#### WHAT TO PRODUCE
Copy every entry below verbatim, with no changes.

╭─ DATA LISTING

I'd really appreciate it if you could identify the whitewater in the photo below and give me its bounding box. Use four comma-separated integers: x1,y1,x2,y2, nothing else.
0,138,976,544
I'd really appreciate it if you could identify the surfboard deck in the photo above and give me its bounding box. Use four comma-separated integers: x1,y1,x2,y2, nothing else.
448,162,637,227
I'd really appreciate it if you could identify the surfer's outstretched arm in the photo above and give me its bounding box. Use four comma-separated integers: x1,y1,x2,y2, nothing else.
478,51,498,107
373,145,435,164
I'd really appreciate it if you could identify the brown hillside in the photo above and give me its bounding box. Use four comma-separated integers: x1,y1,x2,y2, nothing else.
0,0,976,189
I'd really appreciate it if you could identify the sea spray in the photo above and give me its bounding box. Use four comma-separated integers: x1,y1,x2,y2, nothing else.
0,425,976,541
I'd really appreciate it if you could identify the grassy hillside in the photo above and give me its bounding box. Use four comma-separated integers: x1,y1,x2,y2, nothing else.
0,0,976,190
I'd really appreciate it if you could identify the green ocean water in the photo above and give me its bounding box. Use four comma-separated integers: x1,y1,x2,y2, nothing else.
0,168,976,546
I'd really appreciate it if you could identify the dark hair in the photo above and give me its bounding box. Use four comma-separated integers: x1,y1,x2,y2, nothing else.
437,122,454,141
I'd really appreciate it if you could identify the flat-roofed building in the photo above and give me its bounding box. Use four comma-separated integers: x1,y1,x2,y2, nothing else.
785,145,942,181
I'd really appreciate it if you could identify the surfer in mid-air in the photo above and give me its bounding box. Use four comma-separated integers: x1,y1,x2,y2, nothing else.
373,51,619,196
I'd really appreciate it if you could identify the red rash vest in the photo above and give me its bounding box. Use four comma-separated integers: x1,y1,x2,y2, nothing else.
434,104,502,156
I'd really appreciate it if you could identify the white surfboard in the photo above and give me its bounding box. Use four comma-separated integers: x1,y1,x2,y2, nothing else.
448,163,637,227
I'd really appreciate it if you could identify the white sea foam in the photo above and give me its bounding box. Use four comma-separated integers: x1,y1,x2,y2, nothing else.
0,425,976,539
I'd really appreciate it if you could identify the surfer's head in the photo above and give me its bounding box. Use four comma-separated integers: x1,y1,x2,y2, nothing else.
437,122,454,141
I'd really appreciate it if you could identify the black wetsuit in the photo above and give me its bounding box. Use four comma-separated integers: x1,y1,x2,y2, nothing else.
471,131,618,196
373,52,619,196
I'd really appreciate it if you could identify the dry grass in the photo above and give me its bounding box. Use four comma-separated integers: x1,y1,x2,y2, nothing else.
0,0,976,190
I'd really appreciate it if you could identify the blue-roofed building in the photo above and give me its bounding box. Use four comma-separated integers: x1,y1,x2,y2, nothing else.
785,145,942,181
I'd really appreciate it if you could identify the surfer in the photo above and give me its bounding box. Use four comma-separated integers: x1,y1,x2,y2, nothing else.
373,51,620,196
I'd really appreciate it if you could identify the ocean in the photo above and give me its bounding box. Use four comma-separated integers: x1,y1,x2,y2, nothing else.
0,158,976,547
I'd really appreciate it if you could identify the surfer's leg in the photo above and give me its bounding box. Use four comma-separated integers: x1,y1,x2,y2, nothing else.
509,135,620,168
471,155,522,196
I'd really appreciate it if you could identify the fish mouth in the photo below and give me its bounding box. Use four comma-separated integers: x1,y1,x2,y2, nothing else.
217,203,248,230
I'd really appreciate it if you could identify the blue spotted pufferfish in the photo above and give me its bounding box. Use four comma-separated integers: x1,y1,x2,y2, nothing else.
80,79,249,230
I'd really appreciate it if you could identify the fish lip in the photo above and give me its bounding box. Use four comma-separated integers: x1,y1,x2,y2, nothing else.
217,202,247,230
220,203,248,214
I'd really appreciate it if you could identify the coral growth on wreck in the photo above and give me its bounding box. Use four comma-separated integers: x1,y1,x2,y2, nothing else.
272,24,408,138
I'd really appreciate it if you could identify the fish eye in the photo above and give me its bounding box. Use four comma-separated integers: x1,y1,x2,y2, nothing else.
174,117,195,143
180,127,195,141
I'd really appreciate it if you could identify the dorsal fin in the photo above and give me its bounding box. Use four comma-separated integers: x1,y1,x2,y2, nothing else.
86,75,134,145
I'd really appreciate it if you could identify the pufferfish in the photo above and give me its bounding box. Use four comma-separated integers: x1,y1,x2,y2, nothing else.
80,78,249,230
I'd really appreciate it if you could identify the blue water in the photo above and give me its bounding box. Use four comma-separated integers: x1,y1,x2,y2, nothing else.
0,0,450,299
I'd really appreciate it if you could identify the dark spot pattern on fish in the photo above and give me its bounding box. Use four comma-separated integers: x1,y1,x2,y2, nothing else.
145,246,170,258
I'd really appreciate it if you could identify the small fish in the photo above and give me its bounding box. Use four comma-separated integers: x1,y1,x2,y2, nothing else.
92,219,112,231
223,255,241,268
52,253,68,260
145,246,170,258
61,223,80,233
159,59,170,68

╰─

#### SOLUTION
I'd really appreciate it if you could identify the whitewater in the photo below and give me its bounding box. Use four comma-separated integers: x1,y1,x2,y2, nothing else.
0,138,976,544
I'd really appreciate it if you could identify the surfboard deck in the photo above and give me its bounding box. Use four comma-separated integers: x1,y1,x2,y2, nothing else.
448,162,637,227
I'd really appreciate it if you could identify the surfer's outstretched arm in the photo above and give me its bounding box. Use four comma-separated integers: x1,y1,x2,y2, nothing else.
478,51,498,107
373,145,435,164
I'd really appreciate it if you could identify the brown hillside in the photo above and give me its bounding box. Use four comma-separated integers: x1,y1,x2,y2, nothing else.
0,0,976,189
I'd really appreciate it if you could identify the sea spray in the photo above and give me its bounding box. Use four comma-separated integers: x1,y1,x2,y2, nothing else.
0,425,976,541
I'd really appreciate it if you could identify the grassy hillside in the photo above and give me its bounding box. Use four comma-separated integers: x1,y1,x2,y2, nothing else.
0,0,976,190
I'd really appreciate it if you could identify the green ocean water in the photo above and give me its bounding box. Use four comma-separated integers: x1,y1,x2,y2, nothing else.
0,168,976,546
I'd really appreciate it if you could identify the dark hair in the photo above and give me its bounding box. Use four comma-separated integers: x1,y1,x2,y2, nothing else.
437,122,454,141
I'd really appreciate it if you could identify the flat-roofed building in the photo above and give me its bounding box. Use four comma-separated integers: x1,y1,x2,y2, nothing else.
785,145,942,181
I'd really appreciate it if you could identify the surfer in mid-air in the photo above and give me its bounding box. Use four comma-separated integers: x1,y1,x2,y2, nothing else.
373,51,619,196
I'd really appreciate it if you could identify the red rash vest in the photo above and give me its bounding box. Use four comma-separated integers: x1,y1,x2,y2, nothing else.
434,104,502,156
I'd really appreciate it if you could identify the white surfboard in the photo above and give me its bounding box. Use four comma-separated integers: x1,y1,x2,y2, nothing else.
448,163,637,227
I'd really appreciate it if you could identify the white sea foam in the photo above and give me its bounding box. Use four comma-separated integers: x1,y1,x2,y2, nothing else.
0,425,976,539
I'd really appreciate it if you could identify the surfer's head in the photo above and give me its bounding box. Use four comma-separated integers: x1,y1,x2,y2, nothing else.
437,122,454,141
I'd really appreciate it if you could identify the black wetsuit in the photo above and give me its bounding box. Use four comma-separated integers: x1,y1,x2,y2, nothing else.
471,131,618,196
373,52,619,196
I'd really appreciate it if you could identify the dry grass in the photo above and give me its bounding box. Use four comma-separated integers: x1,y1,x2,y2, nothing else.
0,0,976,190
I'd really appreciate it if you could identify the blue-roofed building in the photo above and give me its bounding box. Use four comma-separated integers: x1,y1,x2,y2, nothing else.
785,145,942,181
I'd really appreciate it if you could identify the surfer in the photo above and give me its bounding box. Use four comma-separated integers: x1,y1,x2,y2, nothing else.
373,51,620,196
I'd really appreciate it if you could identify the ocean in the photo above and give me its bounding box. Use four comma-separated integers: x1,y1,x2,y2, nothing else.
0,158,976,547
I'd really appreciate it if you could identify the surfer's leg in the photo above and give me its bounding box. Use four comma-separated integers: x1,y1,x2,y2, nothing else.
509,135,620,168
471,155,522,196
I'd really appreciate it if you could identify the fish mouth in the photo below and give me its bounding box. Use four comma-separated integers: x1,y1,x2,y2, nothing else.
217,203,248,230
I'd really appreciate it if you could identify the blue spotted pufferfish in the photo above and give me its bounding box. Use four comma-separated integers: x1,y1,x2,y2, nothing else.
80,79,249,230
I'd really appreciate it if you could identify the fish lip in the photo above and give me its bounding box. Use four comma-separated integers: x1,y1,x2,y2, nothing else.
217,202,247,230
220,203,248,214
I'd really appreciate it if you could identify the coral growth on wreck in the photo above and give me its bounding box. Use four comma-separated integers: x1,y1,x2,y2, nothing else.
272,24,408,138
I'd really appreciate it if you could identify the fish eye in the photo above and give me its bounding box. Use four comma-separated integers: x1,y1,x2,y2, nothing else.
174,117,195,143
180,127,195,141
I'd really appreciate it if you could identify the dorsal fin in the photo above and give me its bounding box. Use four comma-separated integers: x1,y1,x2,y2, nothing else.
86,75,134,145
I'd really appreciate it if you could identify the pufferfish in the photo above and give me its bounding box. Use four comma-separated integers: x1,y1,x2,y2, nothing else.
80,78,249,230
I'd really appreciate it if you could identify the blue water in the photo above and give me its bounding box. Use four comma-separated integers: x1,y1,x2,y2, nothing else.
0,0,450,299
I'd really appreciate it if you could identify the dark spot pattern on fish in the photo above and give me its bounding box. Use four comma-separated integers: x1,y1,x2,y2, nothing else.
145,246,170,258
I'd really appreciate it if you could identify the small fish in the photo above and give me its bounding box. Use four comma-separated integers: x1,y1,x2,y2, nothing else.
92,219,112,231
223,255,241,268
52,253,68,260
145,246,170,258
61,223,80,233
159,59,170,68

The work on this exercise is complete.